- _The task_:
Report each line of the data below that contains the word "flower".

- _Material provided_:
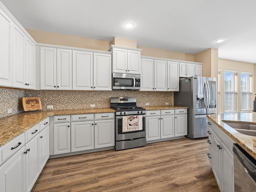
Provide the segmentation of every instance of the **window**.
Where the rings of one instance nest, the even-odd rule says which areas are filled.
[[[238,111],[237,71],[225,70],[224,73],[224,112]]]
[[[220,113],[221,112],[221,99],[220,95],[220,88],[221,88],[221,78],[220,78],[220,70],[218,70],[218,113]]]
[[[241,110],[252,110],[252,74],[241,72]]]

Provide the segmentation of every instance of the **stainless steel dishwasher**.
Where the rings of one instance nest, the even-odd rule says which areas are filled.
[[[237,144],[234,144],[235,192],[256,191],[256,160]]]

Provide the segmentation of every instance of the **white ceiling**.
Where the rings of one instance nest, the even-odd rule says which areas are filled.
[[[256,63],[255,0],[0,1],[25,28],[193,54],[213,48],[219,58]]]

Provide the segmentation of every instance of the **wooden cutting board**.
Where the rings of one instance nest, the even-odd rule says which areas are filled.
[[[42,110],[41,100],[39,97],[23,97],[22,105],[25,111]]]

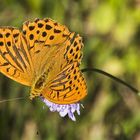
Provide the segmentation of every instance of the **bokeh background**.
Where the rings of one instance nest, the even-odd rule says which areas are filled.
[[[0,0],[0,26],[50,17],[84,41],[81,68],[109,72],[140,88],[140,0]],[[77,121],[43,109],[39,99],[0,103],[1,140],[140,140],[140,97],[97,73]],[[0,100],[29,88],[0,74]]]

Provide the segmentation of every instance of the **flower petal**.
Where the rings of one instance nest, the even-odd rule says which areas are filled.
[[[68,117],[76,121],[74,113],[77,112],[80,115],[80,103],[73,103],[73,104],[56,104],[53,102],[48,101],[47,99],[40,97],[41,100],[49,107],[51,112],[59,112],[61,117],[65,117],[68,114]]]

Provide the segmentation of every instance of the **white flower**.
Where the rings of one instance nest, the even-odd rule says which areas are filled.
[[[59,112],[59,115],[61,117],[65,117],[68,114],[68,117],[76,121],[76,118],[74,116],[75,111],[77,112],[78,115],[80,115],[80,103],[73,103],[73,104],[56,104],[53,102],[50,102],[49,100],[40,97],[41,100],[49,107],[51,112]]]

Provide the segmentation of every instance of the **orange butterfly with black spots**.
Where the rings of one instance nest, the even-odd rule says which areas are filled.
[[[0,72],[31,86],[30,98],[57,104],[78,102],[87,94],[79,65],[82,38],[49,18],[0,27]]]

--

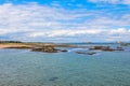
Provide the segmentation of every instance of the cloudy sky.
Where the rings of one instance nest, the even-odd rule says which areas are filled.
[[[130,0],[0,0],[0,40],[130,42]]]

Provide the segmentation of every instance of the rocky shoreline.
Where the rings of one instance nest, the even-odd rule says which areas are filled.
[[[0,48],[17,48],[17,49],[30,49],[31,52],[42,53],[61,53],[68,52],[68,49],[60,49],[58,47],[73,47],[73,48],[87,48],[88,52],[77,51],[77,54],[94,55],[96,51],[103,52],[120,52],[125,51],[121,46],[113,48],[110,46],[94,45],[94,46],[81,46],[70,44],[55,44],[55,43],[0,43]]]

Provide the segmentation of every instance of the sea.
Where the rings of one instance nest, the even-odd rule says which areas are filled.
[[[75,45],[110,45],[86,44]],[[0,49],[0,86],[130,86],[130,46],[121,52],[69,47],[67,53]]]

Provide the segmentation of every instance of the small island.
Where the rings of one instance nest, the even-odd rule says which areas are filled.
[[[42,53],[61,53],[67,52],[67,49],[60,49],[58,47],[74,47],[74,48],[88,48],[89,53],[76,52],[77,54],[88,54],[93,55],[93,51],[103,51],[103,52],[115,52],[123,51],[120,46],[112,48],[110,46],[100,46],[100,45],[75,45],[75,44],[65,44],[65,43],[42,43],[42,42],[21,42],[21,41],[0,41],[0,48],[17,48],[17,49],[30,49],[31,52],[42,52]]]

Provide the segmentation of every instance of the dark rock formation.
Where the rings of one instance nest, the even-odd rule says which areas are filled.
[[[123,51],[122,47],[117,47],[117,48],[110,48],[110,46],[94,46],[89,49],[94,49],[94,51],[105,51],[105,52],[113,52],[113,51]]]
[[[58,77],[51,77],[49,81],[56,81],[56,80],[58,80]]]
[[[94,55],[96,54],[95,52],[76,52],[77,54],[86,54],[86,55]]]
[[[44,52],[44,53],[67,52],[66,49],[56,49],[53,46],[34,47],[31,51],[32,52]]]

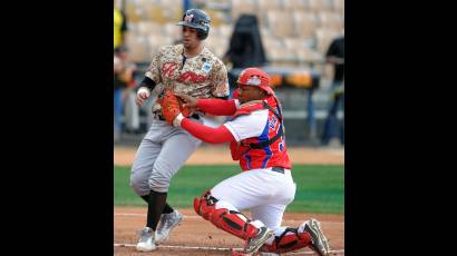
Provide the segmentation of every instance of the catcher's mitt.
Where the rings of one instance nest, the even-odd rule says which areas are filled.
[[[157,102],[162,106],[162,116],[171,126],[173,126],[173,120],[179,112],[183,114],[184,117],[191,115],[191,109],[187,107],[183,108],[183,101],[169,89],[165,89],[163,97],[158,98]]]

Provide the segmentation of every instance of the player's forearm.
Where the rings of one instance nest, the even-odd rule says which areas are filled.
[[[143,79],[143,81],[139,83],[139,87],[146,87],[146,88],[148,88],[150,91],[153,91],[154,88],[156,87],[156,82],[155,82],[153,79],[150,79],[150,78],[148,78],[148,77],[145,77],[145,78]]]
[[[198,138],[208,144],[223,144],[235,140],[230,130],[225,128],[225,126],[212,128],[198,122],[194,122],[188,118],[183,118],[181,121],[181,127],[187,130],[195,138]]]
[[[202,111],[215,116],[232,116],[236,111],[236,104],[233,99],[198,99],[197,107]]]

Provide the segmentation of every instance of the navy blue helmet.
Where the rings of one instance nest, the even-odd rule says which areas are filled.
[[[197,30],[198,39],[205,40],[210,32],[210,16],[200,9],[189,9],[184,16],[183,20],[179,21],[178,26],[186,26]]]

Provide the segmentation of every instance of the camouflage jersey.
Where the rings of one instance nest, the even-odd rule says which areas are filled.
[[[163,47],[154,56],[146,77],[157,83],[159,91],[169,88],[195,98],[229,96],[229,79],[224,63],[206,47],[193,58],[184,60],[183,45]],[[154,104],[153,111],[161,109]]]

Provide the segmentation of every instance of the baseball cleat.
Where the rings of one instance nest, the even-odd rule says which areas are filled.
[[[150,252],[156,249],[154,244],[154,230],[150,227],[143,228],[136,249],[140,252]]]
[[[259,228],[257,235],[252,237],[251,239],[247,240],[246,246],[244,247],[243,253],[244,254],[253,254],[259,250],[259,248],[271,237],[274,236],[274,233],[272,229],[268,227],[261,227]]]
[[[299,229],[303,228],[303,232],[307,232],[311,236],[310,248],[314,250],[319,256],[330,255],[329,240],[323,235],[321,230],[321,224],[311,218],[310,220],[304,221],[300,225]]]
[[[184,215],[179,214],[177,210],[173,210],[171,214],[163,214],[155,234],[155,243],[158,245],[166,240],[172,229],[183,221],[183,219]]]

* * *

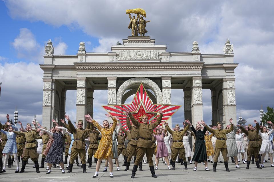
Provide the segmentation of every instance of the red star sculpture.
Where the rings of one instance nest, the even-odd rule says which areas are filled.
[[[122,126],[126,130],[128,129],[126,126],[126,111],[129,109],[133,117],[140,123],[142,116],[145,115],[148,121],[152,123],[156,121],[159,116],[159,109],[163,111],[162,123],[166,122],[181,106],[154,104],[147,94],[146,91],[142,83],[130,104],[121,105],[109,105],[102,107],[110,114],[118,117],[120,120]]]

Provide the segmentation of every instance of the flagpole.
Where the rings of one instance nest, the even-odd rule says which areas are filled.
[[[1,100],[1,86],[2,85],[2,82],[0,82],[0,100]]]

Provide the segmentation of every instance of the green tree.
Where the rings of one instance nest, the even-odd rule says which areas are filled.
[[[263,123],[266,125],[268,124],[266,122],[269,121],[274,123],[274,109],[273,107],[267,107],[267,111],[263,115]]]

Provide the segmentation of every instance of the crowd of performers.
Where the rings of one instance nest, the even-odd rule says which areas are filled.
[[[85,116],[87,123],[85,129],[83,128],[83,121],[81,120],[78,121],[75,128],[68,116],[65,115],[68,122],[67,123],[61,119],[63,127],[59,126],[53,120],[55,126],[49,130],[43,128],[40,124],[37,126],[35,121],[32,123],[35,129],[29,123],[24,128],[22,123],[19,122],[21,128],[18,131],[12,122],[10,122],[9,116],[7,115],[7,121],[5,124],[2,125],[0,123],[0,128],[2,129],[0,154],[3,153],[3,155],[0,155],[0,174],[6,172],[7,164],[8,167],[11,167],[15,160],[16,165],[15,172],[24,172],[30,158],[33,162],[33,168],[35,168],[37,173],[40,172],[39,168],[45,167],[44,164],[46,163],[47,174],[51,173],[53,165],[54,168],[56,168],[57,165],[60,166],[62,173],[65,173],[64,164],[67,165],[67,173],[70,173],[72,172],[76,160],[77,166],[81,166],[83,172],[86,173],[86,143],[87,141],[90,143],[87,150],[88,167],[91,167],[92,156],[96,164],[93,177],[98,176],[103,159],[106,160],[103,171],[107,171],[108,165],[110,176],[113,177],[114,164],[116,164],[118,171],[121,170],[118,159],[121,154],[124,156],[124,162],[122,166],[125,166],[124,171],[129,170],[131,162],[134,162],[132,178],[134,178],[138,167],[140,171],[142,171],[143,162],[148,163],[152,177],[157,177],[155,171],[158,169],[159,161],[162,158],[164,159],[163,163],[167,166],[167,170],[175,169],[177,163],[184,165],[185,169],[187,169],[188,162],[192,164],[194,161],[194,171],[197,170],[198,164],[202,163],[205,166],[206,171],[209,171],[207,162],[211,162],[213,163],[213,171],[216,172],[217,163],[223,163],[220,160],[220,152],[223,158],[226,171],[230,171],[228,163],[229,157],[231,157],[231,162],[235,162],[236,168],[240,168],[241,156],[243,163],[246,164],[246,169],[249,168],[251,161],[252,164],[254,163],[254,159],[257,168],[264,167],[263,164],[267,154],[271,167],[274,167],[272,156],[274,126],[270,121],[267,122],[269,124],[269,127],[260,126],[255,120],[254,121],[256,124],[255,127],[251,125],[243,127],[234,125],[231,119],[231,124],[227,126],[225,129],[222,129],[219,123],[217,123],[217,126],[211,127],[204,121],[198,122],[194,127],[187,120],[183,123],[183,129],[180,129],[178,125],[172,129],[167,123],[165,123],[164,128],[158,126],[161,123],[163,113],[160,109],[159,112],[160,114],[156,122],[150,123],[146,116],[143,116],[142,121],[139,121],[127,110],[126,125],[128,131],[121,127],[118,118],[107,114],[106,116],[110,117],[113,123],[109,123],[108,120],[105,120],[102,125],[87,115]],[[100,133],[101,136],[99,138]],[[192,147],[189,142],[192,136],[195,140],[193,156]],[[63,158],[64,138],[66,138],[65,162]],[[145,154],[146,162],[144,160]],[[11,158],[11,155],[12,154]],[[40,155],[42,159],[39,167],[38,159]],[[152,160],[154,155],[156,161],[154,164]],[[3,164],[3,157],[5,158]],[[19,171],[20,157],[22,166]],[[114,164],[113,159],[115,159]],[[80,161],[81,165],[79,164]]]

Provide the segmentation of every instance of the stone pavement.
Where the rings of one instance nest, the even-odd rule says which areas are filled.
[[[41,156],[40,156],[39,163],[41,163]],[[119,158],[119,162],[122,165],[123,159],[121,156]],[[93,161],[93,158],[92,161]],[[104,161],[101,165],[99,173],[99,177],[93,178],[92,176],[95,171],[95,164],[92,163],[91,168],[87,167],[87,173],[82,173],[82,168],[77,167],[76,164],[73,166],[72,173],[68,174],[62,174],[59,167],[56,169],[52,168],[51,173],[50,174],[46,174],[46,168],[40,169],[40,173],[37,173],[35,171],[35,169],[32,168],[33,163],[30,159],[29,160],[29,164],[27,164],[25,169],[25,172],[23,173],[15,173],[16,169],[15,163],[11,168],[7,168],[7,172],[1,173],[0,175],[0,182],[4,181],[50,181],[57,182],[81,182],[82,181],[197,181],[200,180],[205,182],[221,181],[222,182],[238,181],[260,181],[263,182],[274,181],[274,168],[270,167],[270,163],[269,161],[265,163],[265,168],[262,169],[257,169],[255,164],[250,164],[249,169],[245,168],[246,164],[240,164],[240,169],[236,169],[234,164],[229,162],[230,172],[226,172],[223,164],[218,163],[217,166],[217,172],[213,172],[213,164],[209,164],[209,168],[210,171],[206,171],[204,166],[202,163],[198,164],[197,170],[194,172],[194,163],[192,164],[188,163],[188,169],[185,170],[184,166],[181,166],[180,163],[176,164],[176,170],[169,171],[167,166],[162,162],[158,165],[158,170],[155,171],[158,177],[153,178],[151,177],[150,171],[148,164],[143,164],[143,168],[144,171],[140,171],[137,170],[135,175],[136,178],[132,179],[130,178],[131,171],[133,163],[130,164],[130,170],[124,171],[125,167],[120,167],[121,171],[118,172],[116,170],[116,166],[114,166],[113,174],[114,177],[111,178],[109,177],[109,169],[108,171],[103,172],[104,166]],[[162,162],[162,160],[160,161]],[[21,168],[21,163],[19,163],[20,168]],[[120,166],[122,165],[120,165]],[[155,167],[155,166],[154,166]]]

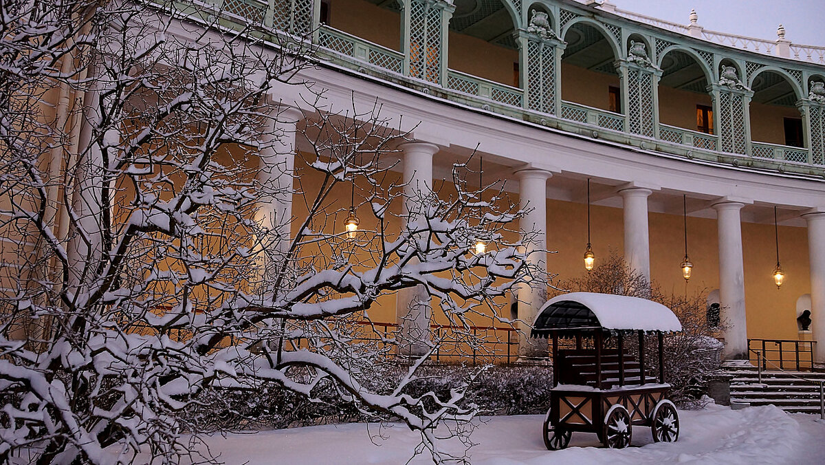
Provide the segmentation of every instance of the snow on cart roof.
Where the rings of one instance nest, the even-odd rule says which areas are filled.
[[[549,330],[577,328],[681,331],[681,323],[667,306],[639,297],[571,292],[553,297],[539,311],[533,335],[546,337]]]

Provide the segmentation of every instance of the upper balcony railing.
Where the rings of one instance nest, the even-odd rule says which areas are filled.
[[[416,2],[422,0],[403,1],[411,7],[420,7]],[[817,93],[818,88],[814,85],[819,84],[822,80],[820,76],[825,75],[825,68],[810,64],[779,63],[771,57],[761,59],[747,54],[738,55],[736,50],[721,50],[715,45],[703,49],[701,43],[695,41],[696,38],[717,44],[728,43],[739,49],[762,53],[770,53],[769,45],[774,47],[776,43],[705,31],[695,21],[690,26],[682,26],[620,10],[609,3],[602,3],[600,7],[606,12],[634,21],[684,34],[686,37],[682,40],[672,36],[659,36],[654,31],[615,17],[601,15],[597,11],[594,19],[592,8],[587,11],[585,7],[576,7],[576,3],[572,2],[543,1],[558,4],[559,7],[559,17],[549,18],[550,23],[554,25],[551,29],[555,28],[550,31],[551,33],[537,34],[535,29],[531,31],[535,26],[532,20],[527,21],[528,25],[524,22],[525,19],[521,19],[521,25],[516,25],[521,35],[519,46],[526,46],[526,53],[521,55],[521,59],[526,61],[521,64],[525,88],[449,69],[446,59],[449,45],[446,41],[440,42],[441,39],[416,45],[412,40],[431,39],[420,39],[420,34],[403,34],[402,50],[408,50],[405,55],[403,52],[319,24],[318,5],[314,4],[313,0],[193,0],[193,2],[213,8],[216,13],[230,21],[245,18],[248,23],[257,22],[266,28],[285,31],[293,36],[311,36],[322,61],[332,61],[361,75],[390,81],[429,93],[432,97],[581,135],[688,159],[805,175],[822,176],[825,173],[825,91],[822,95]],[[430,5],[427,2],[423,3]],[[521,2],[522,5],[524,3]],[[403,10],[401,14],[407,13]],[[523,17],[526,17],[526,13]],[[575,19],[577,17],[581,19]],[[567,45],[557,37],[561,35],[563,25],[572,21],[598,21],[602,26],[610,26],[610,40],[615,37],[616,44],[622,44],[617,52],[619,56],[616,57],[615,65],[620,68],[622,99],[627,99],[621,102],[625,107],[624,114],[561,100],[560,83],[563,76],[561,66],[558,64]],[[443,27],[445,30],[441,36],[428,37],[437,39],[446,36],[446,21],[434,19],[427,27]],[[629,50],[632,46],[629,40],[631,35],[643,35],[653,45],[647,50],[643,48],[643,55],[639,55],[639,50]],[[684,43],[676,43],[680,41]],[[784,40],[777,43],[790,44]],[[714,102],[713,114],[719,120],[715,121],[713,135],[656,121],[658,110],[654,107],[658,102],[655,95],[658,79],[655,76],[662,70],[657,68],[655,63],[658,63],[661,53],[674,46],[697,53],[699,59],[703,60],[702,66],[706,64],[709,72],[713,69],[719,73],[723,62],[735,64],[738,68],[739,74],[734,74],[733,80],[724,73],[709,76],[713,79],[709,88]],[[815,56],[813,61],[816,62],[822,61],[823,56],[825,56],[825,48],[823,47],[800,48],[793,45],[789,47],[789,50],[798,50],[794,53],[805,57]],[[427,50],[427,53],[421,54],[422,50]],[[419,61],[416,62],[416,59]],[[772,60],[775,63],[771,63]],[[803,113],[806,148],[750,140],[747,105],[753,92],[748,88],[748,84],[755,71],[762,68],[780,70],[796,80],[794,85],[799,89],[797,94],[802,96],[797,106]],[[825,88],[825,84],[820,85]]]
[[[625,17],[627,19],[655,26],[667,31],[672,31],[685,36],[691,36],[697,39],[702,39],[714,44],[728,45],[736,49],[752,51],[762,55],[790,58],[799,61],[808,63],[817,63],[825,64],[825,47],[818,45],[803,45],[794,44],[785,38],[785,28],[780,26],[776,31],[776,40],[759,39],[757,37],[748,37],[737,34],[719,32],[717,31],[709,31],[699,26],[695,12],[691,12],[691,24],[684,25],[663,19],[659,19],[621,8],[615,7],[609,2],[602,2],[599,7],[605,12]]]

- _Solution for this problem_:
Provide the segmentation of every instance of the **flower petal**.
Provide the segmentation of every instance of the **white flower**.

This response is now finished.